And, basically, that is about it. Keep the vampires at bay.

In the Garden: June 18, 2010

Pleione bulbs

Pleione bulbs - discard the mushy, dark ones like the specimen to the left

  • The winter solstice or shortest day of the year is nigh – this coming Monday in fact. Alas the worst of the winter weather hits after the shortest day but at least you can console yourself with the thought that the days are lengthening again.
  • Traditionalists will be out planting their garlic (ours is in already). If you don’t have big fat cloves saved from last season, then make sure you only buy New Zealand garlic for planting. The cheap Chinese garlic comes from the wrong hemisphere so is out of its seasonal cycle and is reputedly riddled with virus which threatens our local garlic industry. You also have no idea what it has been treated with so it is all round bad practice to buy cheap imported garlic for planting.

_____

**To do**
1 – List every reason the garden column gives against buying cheap Chinese garlic for planting.
2 – Answer from the garden column:
(a) What date heads the column?
(b) Which Pleione bulbs should be discarded?
(c) On what day does the winter solstice fall?
The data after this plays no part in these tasks.

_____

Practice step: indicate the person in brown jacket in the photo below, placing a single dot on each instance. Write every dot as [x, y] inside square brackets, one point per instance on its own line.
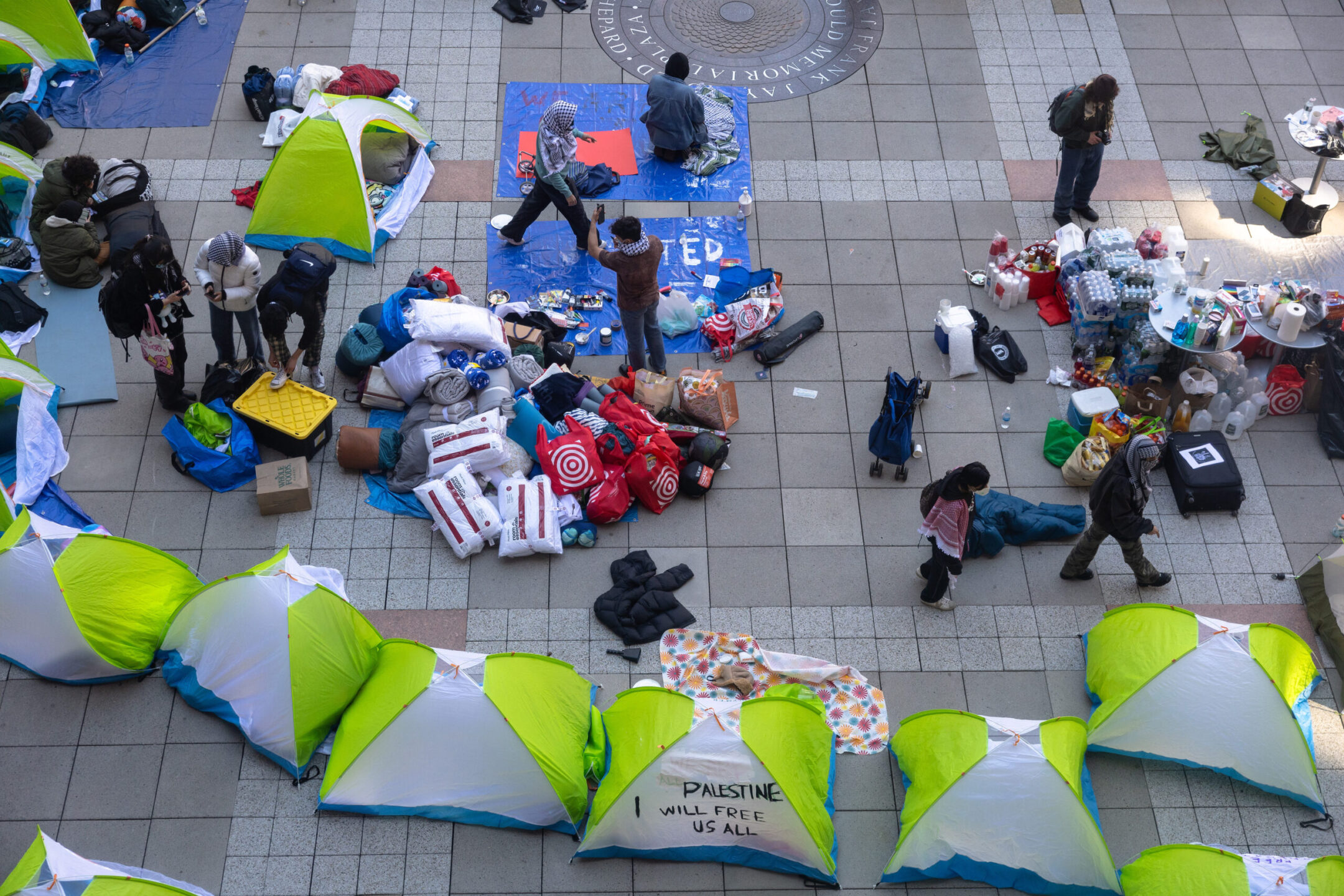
[636, 264]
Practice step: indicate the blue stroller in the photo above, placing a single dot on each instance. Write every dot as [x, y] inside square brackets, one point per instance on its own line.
[889, 440]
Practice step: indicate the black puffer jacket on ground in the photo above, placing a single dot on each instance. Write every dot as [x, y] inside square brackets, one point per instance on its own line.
[640, 606]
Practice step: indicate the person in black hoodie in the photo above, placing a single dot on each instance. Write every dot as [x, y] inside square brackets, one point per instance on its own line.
[152, 277]
[1118, 502]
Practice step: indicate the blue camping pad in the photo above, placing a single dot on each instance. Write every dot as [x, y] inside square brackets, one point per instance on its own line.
[191, 58]
[615, 108]
[548, 259]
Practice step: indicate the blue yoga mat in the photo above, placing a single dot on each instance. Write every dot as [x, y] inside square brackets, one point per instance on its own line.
[74, 350]
[174, 85]
[548, 259]
[615, 108]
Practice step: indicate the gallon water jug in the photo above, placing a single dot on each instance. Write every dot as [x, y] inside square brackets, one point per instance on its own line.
[284, 86]
[1220, 408]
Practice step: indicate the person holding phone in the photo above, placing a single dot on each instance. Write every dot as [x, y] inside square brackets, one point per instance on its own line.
[152, 284]
[557, 149]
[230, 276]
[70, 250]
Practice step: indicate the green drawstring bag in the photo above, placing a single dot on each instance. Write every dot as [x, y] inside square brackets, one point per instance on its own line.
[1061, 441]
[207, 426]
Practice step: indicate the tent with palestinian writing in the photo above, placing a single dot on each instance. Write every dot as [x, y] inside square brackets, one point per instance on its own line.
[276, 650]
[741, 782]
[1207, 694]
[505, 740]
[1001, 801]
[50, 869]
[84, 607]
[1194, 869]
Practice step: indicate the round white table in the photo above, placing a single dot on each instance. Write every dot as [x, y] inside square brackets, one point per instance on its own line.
[1175, 308]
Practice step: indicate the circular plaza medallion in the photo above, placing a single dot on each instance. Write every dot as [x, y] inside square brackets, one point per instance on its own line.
[773, 49]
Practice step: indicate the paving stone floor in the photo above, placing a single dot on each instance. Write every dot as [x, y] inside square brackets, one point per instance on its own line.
[872, 197]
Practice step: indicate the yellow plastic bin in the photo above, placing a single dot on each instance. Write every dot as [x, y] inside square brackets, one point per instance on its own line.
[293, 419]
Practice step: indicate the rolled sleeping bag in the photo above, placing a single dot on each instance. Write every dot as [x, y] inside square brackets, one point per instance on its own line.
[500, 387]
[786, 340]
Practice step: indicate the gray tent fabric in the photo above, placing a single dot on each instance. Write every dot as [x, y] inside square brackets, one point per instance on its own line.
[1319, 613]
[1242, 149]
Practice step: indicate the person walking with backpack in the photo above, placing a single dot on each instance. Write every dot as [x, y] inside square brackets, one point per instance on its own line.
[945, 526]
[1084, 119]
[1118, 502]
[299, 286]
[230, 273]
[557, 149]
[149, 293]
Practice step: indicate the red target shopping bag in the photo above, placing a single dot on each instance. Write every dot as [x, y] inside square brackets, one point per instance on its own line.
[1284, 390]
[570, 460]
[652, 477]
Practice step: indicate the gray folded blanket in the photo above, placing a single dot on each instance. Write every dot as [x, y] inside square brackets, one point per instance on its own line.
[447, 387]
[523, 370]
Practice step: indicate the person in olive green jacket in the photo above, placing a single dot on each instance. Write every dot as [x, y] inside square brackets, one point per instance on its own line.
[70, 178]
[70, 250]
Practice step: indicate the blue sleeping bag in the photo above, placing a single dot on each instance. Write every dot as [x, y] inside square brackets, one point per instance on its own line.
[215, 469]
[1003, 519]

_____

**Answers below**
1 –
- It comes from the wrong hemisphere, so it is out of its seasonal cycle.
- It is reputedly riddled with virus, which threatens the local garlic industry.
- You have no idea what it has been treated with.

2 –
(a) June 18, 2010
(b) The mushy, dark ones
(c) This coming Monday